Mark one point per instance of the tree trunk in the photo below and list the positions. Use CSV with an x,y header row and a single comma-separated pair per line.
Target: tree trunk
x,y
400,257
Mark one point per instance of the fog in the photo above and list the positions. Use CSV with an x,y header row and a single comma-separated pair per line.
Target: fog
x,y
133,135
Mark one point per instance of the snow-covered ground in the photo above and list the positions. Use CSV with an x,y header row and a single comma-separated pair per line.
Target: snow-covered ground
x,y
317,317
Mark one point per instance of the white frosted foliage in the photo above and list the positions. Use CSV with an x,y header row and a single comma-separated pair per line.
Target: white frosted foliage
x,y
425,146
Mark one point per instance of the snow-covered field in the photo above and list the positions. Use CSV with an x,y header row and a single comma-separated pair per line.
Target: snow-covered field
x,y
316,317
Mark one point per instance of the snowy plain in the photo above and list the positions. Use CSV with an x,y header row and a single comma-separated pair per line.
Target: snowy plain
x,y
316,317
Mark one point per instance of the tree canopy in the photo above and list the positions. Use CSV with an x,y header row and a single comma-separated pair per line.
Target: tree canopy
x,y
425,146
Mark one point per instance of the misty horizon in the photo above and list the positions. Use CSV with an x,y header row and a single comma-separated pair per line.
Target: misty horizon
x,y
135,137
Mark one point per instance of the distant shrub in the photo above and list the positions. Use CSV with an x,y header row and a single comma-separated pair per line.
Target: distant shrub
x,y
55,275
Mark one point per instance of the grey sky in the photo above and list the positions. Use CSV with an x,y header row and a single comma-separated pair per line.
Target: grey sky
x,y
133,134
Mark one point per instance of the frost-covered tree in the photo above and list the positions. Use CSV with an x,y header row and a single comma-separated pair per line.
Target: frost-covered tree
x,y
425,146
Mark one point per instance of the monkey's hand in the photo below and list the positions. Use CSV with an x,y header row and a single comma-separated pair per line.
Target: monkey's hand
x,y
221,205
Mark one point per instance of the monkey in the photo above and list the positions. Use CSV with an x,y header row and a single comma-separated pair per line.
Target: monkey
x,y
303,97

Given problem: Reproduce the full listing exactly.

Written solution:
Mark one point per instance of the tree trunk in the photo below and list the positions. Use CSV with an x,y header row and a single comma-separated pair per line.
Target: tree trunk
x,y
400,257
Mark one point per instance of the fog in the photo above and list the positions. Use CSV with an x,y header row and a single comma-separated pair per line.
Target: fog
x,y
133,135
Mark one point per instance of the snow-covered ground in the photo above and list the positions. Use CSV with an x,y header row and a single comma-separated pair per line.
Target: snow-covered ground
x,y
317,317
Mark one point per instance of the white frosted foliage in the photo above and list the positions. Use CSV with an x,y header row and a single comma-separated pair per line.
Target: white frosted foliage
x,y
425,146
Mark one point per instance of the snow-covered field in the photo above and list the positions. Use CSV with an x,y header row and a single comma-separated pair per line.
Target: snow-covered field
x,y
316,317
Mark one point per instance of the snowy plain in the photo above and list the positions. Use CSV with an x,y header row and a single comma-separated pair per line.
Target: snowy plain
x,y
316,317
Mark one point per instance of the tree canopy in the photo above and list the positions. Use CSV with an x,y header row and a single comma-separated pair per line.
Target: tree canopy
x,y
425,146
Mark one point per instance of the misty horizon in the photo above and list the positions. Use CSV with an x,y header row and a single comma-separated pair per line.
Target: misty horizon
x,y
135,137
Mark one point per instance of the distant shrub in the photo above and list the positions. Use CSV with an x,y header row and a single comma-separated pair per line.
Target: distant shrub
x,y
55,275
Mark one point per instance of the grey sky in the photo above and list the positions. Use CSV with an x,y header row and a single comma-separated pair per line.
Target: grey sky
x,y
133,134
Mark one point per instance of the frost-covered tree in the photo above and list the positions. Use CSV with an x,y header row and a single comma-separated pair per line.
Target: frost-covered tree
x,y
425,146
Mark one point per instance of the monkey's hand in the photo below and list the positions. Use CSV with an x,y header row and a single comma-separated pair per line.
Target: monkey's hand
x,y
221,205
Mark one point per instance of the monkey in the photo above and list the positions. Use CSV with an x,y header row and a single comma-separated pair per line.
Target: monkey
x,y
303,97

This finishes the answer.